### Action item
In the answer, give only the lines from the one containing "In this exercise you will indicate the white jersey" to the end of the listing below, each reproduced word for word.

### Task inputs
☆ ☆ ☆
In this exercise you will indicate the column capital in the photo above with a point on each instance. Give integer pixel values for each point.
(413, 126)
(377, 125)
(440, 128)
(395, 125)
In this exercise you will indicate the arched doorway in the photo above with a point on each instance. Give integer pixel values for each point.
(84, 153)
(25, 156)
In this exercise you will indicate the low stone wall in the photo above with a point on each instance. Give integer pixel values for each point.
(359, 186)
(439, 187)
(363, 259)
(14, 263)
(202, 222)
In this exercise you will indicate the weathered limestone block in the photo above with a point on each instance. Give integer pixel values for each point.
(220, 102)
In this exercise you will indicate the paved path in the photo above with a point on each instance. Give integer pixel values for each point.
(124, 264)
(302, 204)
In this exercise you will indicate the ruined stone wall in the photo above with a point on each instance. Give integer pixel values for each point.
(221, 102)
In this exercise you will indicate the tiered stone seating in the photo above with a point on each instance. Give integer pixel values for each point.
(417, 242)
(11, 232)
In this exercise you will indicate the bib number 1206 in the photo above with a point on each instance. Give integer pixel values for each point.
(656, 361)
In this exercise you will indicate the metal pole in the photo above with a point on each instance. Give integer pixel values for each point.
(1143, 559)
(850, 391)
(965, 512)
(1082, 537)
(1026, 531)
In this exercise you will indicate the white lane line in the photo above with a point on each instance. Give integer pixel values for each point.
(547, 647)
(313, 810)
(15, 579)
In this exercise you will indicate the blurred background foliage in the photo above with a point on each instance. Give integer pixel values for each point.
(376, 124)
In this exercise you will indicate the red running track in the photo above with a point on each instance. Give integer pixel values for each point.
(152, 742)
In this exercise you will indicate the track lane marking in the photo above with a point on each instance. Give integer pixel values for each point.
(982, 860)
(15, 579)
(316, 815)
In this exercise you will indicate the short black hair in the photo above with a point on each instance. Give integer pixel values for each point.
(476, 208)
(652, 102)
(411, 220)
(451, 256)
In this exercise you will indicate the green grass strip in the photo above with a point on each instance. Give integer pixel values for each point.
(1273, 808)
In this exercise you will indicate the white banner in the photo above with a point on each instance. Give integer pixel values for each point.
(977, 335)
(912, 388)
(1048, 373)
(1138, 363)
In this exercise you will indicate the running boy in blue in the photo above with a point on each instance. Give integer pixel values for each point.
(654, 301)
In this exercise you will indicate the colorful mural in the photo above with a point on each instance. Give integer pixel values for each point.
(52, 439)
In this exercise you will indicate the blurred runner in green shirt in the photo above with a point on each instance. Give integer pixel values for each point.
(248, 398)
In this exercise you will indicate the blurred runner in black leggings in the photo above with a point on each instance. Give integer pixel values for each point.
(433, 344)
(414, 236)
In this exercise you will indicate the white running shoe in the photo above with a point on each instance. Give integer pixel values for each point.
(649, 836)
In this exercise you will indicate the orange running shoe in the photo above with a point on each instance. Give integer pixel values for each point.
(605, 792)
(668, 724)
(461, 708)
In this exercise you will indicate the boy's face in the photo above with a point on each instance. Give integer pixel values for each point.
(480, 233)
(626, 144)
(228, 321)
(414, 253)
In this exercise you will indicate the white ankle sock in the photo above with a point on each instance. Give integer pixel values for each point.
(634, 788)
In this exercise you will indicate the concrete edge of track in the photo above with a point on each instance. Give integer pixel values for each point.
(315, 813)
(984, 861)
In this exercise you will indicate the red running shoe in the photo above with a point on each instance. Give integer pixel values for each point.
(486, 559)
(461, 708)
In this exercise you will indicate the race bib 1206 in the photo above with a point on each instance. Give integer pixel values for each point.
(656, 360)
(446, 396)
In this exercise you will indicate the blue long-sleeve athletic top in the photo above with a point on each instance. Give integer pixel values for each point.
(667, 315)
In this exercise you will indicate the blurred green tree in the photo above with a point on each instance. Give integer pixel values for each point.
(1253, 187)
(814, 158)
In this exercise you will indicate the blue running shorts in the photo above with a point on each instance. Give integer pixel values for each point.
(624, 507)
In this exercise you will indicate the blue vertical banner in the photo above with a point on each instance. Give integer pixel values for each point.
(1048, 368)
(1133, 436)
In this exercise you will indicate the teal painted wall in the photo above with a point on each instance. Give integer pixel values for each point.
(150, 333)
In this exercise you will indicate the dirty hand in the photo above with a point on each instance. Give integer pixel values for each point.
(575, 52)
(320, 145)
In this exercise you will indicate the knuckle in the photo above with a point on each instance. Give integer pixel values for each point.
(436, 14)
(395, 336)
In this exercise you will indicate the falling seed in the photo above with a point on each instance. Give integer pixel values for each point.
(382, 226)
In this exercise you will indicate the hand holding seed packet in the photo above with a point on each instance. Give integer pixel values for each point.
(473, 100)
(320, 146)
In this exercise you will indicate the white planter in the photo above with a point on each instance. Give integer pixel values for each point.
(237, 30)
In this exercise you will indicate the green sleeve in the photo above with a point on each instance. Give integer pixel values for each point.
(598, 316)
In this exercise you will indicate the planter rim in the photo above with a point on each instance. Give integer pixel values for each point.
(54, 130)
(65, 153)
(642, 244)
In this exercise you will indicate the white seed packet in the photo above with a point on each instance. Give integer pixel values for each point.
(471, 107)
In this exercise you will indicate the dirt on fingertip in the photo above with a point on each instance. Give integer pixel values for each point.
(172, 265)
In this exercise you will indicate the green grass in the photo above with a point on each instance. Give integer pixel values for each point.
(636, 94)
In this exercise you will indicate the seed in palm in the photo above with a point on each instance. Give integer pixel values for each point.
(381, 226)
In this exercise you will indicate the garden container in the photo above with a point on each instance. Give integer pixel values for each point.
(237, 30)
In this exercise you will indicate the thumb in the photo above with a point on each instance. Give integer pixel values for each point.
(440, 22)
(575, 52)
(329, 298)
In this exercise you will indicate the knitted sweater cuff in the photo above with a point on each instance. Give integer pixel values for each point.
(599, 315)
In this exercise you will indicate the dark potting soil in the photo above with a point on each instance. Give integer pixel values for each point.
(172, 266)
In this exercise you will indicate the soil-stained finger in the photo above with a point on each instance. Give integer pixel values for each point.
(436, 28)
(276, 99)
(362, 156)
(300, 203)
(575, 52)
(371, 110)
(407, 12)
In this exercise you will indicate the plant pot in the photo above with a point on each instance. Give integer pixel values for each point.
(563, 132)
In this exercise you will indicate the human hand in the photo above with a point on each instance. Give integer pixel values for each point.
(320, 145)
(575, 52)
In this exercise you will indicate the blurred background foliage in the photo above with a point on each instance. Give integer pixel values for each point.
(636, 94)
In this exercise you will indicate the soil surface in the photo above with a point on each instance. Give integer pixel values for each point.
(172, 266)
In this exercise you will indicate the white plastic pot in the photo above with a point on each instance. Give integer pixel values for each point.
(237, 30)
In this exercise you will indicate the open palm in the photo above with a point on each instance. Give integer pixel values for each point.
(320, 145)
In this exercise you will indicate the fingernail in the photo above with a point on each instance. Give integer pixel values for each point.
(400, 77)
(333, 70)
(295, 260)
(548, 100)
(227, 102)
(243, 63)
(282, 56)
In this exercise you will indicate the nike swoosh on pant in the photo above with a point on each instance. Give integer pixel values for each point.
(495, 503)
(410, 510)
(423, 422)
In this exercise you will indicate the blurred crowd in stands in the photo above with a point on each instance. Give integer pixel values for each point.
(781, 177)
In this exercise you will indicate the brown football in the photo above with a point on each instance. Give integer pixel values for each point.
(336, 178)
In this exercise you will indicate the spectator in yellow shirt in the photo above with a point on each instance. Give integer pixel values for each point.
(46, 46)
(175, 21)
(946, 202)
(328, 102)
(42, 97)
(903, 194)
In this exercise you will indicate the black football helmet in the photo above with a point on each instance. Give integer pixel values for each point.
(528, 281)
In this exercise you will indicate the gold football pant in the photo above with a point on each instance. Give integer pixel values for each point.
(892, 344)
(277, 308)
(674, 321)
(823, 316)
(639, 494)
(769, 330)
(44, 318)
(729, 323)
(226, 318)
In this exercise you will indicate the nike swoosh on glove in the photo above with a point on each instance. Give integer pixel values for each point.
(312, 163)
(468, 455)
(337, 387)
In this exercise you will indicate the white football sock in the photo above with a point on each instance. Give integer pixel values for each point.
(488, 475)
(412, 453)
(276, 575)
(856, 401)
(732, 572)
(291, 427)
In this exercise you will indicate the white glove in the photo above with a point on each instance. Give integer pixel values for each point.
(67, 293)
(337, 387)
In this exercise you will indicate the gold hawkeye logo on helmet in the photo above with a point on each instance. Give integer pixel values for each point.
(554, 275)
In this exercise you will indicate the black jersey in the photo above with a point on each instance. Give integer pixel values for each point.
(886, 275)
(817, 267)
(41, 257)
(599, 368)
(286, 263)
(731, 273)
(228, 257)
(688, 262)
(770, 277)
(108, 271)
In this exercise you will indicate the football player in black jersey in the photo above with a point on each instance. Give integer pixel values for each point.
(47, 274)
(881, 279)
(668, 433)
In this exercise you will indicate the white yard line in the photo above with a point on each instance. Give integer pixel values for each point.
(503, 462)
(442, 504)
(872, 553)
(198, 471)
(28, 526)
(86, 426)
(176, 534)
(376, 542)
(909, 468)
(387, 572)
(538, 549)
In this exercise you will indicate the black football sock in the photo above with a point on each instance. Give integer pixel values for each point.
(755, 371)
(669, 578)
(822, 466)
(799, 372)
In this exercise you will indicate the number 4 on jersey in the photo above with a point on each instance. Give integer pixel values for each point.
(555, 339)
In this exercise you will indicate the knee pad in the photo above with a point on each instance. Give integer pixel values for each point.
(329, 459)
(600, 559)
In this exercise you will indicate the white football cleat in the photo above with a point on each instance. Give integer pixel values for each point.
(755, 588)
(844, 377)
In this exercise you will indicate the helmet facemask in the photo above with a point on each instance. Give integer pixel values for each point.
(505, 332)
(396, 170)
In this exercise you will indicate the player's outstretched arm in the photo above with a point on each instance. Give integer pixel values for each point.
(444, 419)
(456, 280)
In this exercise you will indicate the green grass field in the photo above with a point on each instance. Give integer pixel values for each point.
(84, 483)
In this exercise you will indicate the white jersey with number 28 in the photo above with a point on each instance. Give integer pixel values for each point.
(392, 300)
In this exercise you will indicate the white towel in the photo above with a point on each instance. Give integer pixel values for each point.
☆ ☆ ☆
### Result
In this exercise you will indicate the white jersey with number 28 in the photo above with a point on each instance. Give integer pixel values for each point.
(392, 300)
In this exercise you will indicate the white towel in the photo above with a point on each instance. Give integer pixel values for each point.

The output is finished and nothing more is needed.